--- MATERIAL PROVIDED ---

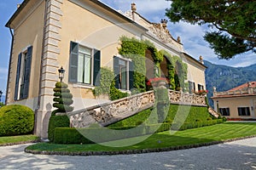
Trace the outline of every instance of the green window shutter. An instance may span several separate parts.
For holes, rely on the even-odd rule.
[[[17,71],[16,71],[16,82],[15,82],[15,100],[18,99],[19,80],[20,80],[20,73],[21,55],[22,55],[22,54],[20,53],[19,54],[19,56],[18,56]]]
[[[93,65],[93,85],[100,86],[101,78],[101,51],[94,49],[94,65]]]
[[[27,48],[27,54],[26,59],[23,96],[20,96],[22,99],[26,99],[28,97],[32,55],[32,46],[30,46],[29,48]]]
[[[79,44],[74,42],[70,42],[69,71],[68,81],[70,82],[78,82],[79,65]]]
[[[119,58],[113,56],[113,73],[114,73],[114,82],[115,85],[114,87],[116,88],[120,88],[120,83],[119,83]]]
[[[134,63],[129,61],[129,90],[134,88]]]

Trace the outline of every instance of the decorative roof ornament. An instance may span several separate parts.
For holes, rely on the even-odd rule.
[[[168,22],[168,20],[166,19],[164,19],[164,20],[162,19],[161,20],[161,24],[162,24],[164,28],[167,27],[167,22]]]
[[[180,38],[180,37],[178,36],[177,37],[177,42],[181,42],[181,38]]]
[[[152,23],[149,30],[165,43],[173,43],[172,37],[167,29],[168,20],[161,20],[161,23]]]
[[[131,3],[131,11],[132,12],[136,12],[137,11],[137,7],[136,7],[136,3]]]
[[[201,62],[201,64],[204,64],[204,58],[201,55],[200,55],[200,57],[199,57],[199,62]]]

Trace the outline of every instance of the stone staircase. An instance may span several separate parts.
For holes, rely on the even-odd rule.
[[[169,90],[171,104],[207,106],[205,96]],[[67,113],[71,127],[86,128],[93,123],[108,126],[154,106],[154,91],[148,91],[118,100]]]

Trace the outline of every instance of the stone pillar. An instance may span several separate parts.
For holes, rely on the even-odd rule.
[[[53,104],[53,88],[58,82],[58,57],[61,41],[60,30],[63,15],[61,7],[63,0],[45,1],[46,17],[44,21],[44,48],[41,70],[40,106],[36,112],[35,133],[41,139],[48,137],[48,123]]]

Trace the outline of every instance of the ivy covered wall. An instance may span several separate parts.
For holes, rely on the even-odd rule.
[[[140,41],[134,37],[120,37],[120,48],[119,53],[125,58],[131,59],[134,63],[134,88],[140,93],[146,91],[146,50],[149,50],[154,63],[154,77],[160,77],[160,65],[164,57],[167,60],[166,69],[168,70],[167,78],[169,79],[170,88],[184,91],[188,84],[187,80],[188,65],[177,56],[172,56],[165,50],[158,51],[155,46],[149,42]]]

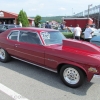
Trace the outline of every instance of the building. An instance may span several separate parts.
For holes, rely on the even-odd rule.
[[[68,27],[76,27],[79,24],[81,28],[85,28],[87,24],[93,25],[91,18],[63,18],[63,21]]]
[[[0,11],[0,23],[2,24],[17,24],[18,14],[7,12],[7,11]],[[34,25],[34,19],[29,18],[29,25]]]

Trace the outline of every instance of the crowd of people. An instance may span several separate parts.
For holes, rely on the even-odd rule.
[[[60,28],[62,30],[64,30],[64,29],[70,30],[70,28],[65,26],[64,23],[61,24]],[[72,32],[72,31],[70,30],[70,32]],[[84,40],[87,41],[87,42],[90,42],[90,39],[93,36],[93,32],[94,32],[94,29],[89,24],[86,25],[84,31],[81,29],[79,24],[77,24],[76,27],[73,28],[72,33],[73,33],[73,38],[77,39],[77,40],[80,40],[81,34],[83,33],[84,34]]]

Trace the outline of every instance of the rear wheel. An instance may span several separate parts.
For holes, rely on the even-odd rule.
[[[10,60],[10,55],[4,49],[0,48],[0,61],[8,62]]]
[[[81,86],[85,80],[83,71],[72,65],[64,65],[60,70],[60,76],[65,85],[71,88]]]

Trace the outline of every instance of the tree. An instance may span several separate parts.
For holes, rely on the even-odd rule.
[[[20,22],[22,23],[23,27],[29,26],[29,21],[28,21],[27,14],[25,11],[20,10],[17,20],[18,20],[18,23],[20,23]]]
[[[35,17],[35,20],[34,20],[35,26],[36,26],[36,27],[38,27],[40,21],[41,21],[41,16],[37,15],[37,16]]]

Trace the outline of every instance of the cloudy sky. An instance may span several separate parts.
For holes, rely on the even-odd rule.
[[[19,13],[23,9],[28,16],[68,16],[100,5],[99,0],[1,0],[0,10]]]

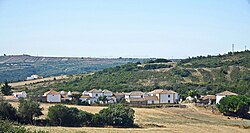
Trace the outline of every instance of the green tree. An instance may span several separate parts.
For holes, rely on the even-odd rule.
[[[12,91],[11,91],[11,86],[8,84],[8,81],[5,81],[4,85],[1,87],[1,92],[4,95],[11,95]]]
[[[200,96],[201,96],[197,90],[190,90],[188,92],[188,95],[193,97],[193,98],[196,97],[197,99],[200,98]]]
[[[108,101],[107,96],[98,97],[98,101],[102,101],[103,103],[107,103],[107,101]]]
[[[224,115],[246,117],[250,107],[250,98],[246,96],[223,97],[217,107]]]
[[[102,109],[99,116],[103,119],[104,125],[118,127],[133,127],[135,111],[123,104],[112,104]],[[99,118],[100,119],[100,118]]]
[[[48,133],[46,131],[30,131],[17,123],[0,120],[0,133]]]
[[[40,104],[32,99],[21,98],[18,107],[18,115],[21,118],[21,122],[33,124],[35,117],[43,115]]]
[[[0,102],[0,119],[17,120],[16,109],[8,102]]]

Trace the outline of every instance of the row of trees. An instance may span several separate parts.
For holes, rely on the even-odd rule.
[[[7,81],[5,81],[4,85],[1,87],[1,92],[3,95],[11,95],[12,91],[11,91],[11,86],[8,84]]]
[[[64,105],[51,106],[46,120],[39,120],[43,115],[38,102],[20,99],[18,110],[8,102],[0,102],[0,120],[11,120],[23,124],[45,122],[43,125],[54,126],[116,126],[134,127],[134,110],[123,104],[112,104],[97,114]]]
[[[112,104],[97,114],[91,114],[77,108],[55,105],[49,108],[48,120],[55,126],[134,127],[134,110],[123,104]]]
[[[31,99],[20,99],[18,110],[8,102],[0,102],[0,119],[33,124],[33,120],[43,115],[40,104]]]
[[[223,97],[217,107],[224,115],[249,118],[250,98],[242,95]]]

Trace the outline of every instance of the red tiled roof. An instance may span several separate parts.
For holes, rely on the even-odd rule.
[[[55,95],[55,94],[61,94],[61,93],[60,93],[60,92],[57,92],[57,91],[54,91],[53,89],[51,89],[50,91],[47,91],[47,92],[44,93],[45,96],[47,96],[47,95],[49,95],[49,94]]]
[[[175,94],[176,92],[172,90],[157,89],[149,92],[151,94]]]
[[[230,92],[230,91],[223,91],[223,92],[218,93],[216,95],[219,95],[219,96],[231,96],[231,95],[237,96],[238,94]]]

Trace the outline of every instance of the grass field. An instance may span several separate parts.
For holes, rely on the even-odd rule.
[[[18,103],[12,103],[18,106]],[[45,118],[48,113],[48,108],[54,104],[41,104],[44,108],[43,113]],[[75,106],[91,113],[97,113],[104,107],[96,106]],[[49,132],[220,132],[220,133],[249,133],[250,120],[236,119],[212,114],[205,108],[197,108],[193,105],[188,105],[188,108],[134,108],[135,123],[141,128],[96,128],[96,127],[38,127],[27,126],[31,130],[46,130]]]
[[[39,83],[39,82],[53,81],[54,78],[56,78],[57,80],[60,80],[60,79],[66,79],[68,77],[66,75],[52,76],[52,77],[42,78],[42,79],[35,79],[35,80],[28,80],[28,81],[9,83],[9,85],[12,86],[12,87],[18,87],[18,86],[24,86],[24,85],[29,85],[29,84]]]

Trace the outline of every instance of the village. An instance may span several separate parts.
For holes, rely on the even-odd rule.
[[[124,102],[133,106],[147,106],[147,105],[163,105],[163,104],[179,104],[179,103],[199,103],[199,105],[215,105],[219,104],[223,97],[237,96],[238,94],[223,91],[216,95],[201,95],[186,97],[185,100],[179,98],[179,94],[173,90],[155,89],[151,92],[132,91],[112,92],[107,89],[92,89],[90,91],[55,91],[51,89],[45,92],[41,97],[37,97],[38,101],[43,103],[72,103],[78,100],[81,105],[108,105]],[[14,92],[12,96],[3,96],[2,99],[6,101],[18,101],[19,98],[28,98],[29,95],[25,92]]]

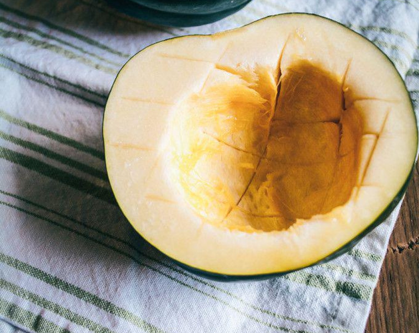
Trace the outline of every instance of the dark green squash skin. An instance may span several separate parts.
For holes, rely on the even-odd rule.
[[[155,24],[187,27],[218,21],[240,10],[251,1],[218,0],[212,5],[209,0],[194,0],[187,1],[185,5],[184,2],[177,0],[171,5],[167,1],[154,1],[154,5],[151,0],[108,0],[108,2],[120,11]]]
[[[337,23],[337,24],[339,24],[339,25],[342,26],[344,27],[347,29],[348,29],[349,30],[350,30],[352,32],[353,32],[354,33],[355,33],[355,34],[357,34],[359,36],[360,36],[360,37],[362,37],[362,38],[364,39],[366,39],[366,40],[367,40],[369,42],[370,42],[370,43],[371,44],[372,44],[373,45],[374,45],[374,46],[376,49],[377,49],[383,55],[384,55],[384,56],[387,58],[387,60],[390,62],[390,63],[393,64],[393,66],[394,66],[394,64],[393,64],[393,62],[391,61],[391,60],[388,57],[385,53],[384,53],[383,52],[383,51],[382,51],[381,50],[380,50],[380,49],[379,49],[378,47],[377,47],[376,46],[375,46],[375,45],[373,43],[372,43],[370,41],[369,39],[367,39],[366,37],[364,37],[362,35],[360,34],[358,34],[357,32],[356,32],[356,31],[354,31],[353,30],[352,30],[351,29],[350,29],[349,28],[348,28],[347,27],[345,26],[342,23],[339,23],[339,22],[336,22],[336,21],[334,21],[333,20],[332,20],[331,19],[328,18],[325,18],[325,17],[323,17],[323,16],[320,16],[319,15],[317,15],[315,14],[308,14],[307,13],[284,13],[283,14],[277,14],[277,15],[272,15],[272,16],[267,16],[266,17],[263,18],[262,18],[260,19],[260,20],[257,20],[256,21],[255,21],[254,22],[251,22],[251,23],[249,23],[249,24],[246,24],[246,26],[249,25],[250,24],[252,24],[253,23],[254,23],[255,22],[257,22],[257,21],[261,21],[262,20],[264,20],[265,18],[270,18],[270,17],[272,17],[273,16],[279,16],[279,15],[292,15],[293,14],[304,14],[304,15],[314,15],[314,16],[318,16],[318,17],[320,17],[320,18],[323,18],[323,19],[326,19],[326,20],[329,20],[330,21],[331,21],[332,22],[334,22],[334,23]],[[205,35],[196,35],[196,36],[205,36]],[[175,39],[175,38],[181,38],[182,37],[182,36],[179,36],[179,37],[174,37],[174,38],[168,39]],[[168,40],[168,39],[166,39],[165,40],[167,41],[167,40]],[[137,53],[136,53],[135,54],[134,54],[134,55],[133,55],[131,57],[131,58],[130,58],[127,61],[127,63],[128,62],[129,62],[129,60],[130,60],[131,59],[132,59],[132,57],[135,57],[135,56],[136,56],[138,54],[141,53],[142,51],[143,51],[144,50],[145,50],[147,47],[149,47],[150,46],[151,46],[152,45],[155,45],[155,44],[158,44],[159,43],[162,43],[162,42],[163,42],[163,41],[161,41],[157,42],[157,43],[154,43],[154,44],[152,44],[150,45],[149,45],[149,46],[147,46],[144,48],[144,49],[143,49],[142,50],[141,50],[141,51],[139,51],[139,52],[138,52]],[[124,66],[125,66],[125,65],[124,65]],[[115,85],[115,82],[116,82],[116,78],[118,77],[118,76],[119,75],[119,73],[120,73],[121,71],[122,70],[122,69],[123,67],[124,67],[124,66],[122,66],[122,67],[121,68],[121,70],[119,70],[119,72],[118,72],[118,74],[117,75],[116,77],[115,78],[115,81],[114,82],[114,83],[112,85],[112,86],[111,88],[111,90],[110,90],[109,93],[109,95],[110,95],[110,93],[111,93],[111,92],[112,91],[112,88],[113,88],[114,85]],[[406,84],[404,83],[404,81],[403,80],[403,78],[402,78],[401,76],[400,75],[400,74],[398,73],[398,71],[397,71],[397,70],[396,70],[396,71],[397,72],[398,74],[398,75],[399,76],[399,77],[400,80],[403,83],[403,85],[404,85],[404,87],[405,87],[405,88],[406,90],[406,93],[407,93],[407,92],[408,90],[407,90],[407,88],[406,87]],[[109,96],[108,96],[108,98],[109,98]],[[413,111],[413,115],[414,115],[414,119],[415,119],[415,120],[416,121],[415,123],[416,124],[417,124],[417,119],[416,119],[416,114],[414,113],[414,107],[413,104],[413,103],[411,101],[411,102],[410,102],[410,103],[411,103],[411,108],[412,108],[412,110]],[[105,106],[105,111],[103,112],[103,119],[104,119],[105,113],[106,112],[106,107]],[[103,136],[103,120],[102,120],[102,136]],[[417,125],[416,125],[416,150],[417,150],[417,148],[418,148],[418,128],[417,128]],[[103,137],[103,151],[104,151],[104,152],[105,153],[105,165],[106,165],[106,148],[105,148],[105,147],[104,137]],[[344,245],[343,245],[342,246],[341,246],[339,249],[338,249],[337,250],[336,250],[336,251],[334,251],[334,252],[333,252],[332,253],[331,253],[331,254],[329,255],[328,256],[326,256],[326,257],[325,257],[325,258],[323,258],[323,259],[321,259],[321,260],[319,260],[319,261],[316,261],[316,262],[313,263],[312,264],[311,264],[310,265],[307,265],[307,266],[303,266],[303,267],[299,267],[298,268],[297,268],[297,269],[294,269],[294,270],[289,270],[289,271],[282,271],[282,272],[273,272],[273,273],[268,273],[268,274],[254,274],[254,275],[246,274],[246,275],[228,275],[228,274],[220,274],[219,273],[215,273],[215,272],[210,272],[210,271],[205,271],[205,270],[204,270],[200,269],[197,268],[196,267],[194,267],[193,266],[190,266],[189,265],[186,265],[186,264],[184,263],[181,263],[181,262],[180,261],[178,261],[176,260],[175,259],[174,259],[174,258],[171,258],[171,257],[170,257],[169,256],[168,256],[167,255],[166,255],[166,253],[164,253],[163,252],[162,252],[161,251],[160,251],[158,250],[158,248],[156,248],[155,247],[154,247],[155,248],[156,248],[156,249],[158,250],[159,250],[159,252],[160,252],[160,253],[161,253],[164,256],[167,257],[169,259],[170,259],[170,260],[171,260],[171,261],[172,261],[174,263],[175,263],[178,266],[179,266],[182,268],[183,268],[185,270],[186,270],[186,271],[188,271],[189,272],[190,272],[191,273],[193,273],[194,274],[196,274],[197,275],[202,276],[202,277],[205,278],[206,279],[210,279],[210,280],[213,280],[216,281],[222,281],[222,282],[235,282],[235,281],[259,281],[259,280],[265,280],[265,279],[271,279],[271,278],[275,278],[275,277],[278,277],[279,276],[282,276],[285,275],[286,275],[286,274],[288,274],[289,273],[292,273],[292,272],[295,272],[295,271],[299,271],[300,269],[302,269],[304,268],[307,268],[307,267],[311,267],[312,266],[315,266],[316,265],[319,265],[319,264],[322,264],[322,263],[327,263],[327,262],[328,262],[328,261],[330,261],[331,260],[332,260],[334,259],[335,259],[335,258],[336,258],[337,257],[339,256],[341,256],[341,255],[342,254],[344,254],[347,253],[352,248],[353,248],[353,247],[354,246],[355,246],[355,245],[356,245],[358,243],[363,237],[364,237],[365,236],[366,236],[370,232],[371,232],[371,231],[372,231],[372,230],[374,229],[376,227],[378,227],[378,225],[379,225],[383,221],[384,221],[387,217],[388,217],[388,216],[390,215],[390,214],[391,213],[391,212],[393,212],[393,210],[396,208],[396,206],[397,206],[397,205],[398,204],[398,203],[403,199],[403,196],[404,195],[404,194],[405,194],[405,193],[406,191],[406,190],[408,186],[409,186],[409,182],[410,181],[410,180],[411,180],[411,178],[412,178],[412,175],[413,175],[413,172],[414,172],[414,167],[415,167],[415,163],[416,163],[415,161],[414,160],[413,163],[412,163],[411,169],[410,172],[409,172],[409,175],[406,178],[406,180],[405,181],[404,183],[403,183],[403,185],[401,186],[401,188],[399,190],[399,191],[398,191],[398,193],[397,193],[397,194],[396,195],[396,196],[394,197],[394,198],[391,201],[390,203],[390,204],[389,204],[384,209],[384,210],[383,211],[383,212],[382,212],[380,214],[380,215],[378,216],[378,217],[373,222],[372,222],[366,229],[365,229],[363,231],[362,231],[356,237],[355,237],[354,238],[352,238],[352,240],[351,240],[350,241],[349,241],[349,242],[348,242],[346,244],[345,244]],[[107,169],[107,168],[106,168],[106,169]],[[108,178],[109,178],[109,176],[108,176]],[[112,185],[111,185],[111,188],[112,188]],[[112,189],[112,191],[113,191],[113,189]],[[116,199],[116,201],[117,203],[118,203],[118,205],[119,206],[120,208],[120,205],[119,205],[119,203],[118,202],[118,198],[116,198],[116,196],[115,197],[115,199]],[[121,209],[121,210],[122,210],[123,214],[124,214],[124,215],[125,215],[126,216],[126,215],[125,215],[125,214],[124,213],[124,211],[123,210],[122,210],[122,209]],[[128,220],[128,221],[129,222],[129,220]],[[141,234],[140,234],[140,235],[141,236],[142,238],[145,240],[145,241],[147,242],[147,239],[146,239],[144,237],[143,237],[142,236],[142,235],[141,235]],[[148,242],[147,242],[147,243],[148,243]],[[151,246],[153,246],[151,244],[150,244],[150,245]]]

--- AIM ---
Collect every line in the listing above that contains the word "green".

--- OUTPUT FOR THIS EXERCISE ---
Trace the outline of every instance of the green window shutter. An instance may span several separate parts.
Trace the outline of every instance of the green tree. An instance may span several separate parts.
Trace the outline of every instance of the dark green squash skin. An instance may span several separate parts.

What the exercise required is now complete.